[Assignment] Starting at the first entry below, repeat all the data word for word and drop the pictures.

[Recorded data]

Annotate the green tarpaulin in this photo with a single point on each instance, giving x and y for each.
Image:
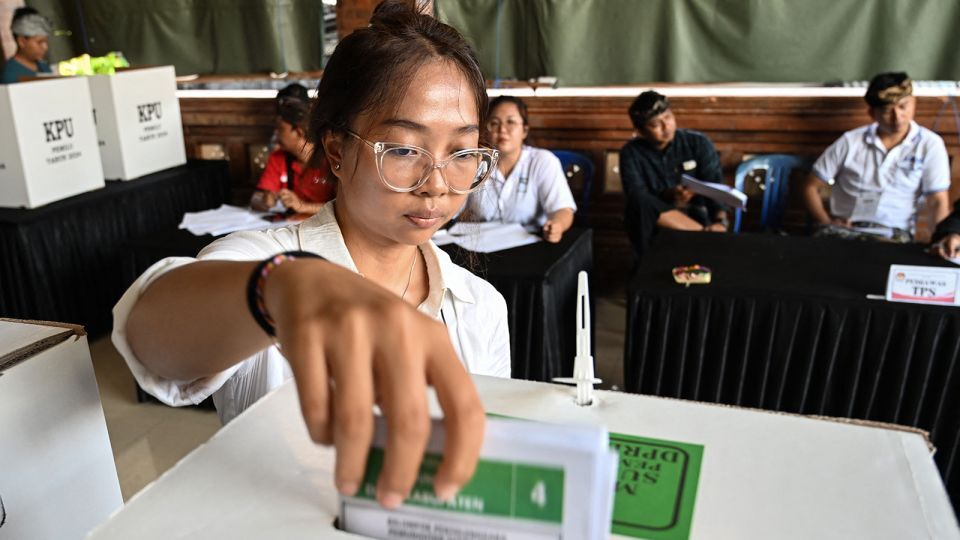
(609, 42)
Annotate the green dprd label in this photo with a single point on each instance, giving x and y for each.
(656, 487)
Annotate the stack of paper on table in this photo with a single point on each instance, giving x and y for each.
(227, 219)
(722, 193)
(687, 470)
(485, 237)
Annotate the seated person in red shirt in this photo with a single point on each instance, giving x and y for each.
(285, 176)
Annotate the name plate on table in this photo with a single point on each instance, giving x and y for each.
(923, 285)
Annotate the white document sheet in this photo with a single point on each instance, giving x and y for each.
(721, 193)
(227, 219)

[Written answer]
Annotate the green tarpaulin in this photo with a single point on each instance, giving x and y for each.
Image:
(609, 42)
Annotate the green dprd label in this photo with a single point on each instance, giving x and y for each.
(656, 487)
Annotate the stack of paper on table in this photo with a single point on each instance, giving x and y for each.
(227, 219)
(722, 193)
(687, 470)
(485, 237)
Annotate the seated person in red shirt in this photo with a single point on each instance, giving x and y for each.
(285, 176)
Annotate the name plate on table in this photo with a single point on each instance, giving x and y for each.
(923, 285)
Annotate the white document sheet in this photo with a single point on each instance, giving x and y for each.
(721, 193)
(227, 219)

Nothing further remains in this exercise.